### What the exercise asks
This exercise calls for all the entries that follow to be set down exactly, without their images.
§
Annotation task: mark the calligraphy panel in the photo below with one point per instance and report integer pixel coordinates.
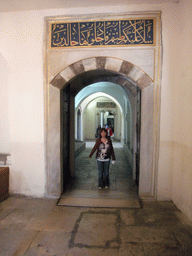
(103, 33)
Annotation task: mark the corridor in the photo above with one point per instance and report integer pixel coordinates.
(83, 190)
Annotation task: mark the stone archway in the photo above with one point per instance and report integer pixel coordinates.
(130, 77)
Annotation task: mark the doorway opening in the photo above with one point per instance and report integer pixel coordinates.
(98, 91)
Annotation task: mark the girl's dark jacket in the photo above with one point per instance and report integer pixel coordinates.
(96, 147)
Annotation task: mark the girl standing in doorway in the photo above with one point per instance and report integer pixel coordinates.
(104, 153)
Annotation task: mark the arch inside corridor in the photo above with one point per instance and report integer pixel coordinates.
(73, 79)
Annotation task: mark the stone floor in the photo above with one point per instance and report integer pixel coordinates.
(39, 227)
(35, 227)
(83, 191)
(86, 175)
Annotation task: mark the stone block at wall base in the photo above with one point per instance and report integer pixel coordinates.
(4, 183)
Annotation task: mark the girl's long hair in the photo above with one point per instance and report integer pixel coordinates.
(103, 129)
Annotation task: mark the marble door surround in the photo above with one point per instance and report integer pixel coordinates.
(64, 66)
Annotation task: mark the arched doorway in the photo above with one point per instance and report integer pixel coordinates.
(130, 78)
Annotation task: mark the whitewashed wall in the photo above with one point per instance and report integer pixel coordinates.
(21, 48)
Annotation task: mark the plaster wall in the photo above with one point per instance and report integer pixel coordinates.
(21, 36)
(90, 118)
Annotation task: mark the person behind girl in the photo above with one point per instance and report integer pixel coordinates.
(104, 153)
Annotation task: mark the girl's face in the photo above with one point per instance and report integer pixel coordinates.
(103, 134)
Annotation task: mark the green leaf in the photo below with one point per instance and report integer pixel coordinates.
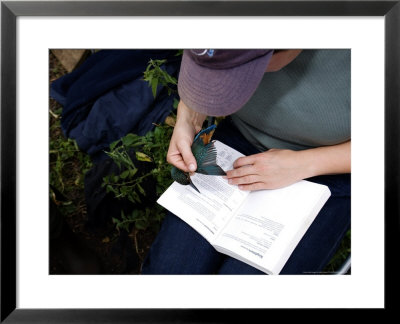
(143, 157)
(129, 139)
(124, 174)
(132, 172)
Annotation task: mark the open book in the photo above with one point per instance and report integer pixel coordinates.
(260, 228)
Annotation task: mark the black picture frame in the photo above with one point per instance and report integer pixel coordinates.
(10, 10)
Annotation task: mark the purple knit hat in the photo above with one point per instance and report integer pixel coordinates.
(219, 82)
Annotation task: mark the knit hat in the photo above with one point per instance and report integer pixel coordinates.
(218, 82)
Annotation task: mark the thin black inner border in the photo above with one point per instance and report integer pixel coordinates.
(10, 10)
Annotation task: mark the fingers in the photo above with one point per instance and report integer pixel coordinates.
(245, 160)
(187, 156)
(242, 171)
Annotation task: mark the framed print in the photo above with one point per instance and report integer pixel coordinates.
(27, 27)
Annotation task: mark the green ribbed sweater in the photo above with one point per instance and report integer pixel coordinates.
(304, 105)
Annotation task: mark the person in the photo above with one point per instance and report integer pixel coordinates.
(288, 112)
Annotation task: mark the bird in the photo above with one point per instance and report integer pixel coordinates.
(205, 154)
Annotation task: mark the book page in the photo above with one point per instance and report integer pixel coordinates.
(267, 228)
(208, 211)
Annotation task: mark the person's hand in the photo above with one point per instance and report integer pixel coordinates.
(188, 124)
(268, 170)
(278, 168)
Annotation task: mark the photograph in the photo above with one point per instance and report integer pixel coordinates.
(271, 146)
(147, 178)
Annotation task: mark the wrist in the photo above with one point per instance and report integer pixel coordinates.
(188, 116)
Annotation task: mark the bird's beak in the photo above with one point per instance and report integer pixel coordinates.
(194, 187)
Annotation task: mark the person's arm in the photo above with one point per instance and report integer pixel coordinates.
(277, 168)
(188, 124)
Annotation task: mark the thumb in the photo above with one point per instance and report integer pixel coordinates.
(188, 157)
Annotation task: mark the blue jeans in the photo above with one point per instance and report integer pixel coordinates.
(178, 249)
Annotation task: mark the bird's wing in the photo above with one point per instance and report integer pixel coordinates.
(207, 161)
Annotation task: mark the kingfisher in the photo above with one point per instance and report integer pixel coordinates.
(205, 154)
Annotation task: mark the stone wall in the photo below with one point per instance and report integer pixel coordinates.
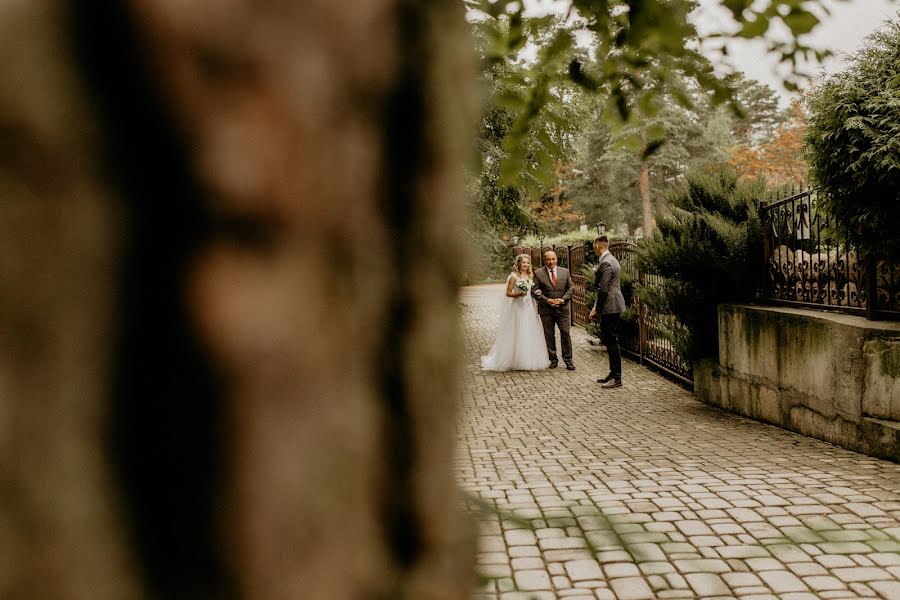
(831, 376)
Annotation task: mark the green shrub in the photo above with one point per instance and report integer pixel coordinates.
(853, 144)
(707, 252)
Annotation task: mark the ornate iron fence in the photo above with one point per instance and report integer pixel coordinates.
(804, 264)
(644, 337)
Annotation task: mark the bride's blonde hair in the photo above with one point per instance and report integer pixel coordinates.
(519, 264)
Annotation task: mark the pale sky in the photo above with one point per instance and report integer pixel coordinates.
(843, 32)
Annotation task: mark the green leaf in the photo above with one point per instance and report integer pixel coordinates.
(652, 148)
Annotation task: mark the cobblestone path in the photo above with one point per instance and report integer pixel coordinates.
(643, 492)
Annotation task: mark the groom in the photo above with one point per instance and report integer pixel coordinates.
(553, 291)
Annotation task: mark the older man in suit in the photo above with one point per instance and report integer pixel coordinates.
(553, 291)
(610, 304)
§
### Exercise output
Annotation task: mark the calligraphy panel in the photo below with one point per instance and report integer pixel coordinates.
(103, 33)
Annotation task: mark the corridor in the photo above with one point per instance and report integer pixel coordinates.
(83, 190)
Annotation task: mark the stone archway in the photo above with one point per instance and report integer pixel coordinates.
(130, 77)
Annotation task: mark the doorway opening in the photo above with one point per instance and report integer pixel coordinates.
(98, 91)
Annotation task: mark the girl's dark jacket in the photo above with one point per instance and report integer pixel coordinates.
(96, 147)
Annotation task: mark the girl standing in doorway in the photo above with one point per instance and report integer pixel coordinates.
(104, 153)
Annotation task: mark the arch inside corridor in the photo above with one point per instance and report integer pixel coordinates.
(73, 79)
Annotation task: mark the stone floor in the photo above with one point per instance and report integer pixel coordinates.
(39, 227)
(35, 227)
(83, 191)
(86, 175)
Annotation task: mark the stone block at wall base in the photo above with one point per instance and report integer pixel coordinates.
(4, 183)
Annotation task: mark the girl's long hair in the photo above with one point per instance and report integer pixel coordinates.
(103, 129)
Annotation task: mark the marble door surround in the photo above with one point per instance and report integer pixel coordinates.
(64, 66)
Annotation task: mark the arched doorway in the photo above with one point per instance and report integer pixel coordinates.
(130, 78)
Annotation task: mark the whitewashed wall in the photo above with one point per instance and report integer pixel coordinates.
(21, 48)
Annotation task: mark the plaster wall in the photo above with one point per instance and report integer pixel coordinates.
(21, 36)
(90, 118)
Annotation task: mark the person behind girl in the photo above with one point per instance and report integer pixel coordinates.
(104, 153)
Annotation task: mark the girl's face in the photo above with one point per instance and report integer pixel coordinates.
(103, 134)
Annotation task: mark the green leaf in the photo below with one point per instance and report integer pixel coordinates.
(143, 157)
(129, 139)
(124, 174)
(132, 172)
Annotation task: mark the open book in the photo above with one point per instance and report integer pixel coordinates.
(260, 228)
Annotation task: mark the black picture frame in the photo above with one point per instance and report integer pixel coordinates.
(10, 10)
Annotation task: mark the purple knit hat in the photo above with one point per instance and report integer pixel coordinates.
(219, 82)
Annotation task: mark the knit hat in the photo above with one point per instance and report integer pixel coordinates.
(218, 82)
Annotation task: mark the thin black inner border in the photo above with one point per instance and report integer pixel coordinates.
(10, 10)
Annotation task: mark the fingers in the photo above with one point per instance and report integer pixel coordinates.
(245, 160)
(187, 156)
(242, 171)
Annotation task: mark the framed print in the photo above with one point per instance and report integer pixel coordinates.
(27, 27)
Annotation task: mark the green ribbed sweater in the photo above with one point per instance and report integer pixel coordinates.
(304, 105)
Annotation task: mark the person in the photo above with one point per instance and report integer pixel coordinates.
(288, 112)
Annotation task: mark the bird in the photo above with one point per instance and report integer pixel coordinates.
(205, 154)
Annotation task: mark the book page in the photo above with one point per instance and report integer pixel coordinates.
(267, 228)
(208, 211)
Annotation task: mark the person's hand in the photo above with one point per instance and report integer pixel coordinates.
(188, 124)
(268, 170)
(278, 168)
Annotation task: mark the photograph in the photo above with one point per instance and report integer pixel coordinates.
(271, 146)
(147, 178)
Annotation task: mark the wrist in the photo above with one point per instance and report integer pixel coordinates.
(188, 116)
Annotation task: mark the bird's beak in the photo above with one point per instance and report integer pixel coordinates.
(194, 187)
Annotation task: mark the person's arm in the photo above with one point per instance and report integer pixel coordinates.
(277, 168)
(188, 124)
Annotation task: mark the thumb in the photo above with one point per instance and report integer pixel coordinates.
(188, 157)
Annotation task: mark the blue jeans in the photo above with one point per instance and report integer pixel coordinates.
(178, 249)
Annotation task: mark the bird's wing in the photo above with one point per instance and report integer pixel coordinates.
(207, 161)
Annotation task: mark the kingfisher in the photo above with one point per instance and report integer pixel coordinates.
(205, 154)
Annotation task: mark the stone wall in the photo below with one point per instance and report integer pixel coordinates.
(831, 376)
Annotation task: mark the green shrub in the photo above with one point per instance and report integer pixel coordinates.
(853, 144)
(707, 252)
Annotation task: mark the ornate iron fence in the photo above with one point per instance and report integer pixel coordinates.
(804, 264)
(644, 337)
Annotation task: mark the bride's blonde hair in the photo above with one point per instance and report integer pixel coordinates.
(519, 264)
Annotation task: mark the pale sky in the photo above with one point per instance and report integer pixel coordinates.
(843, 32)
Annotation task: mark the green leaf in the photo above with one point per instance and report integer pixel coordinates.
(652, 148)
Annotation task: mark the cobblestone path in the photo above with one point per instance and report integer pixel coordinates.
(643, 492)
Annotation task: mark the groom in the photo above with one point per instance and report integer pixel coordinates.
(553, 291)
Annotation task: mark the older man in suit in the photo above with one point per instance and report integer pixel coordinates.
(553, 291)
(610, 304)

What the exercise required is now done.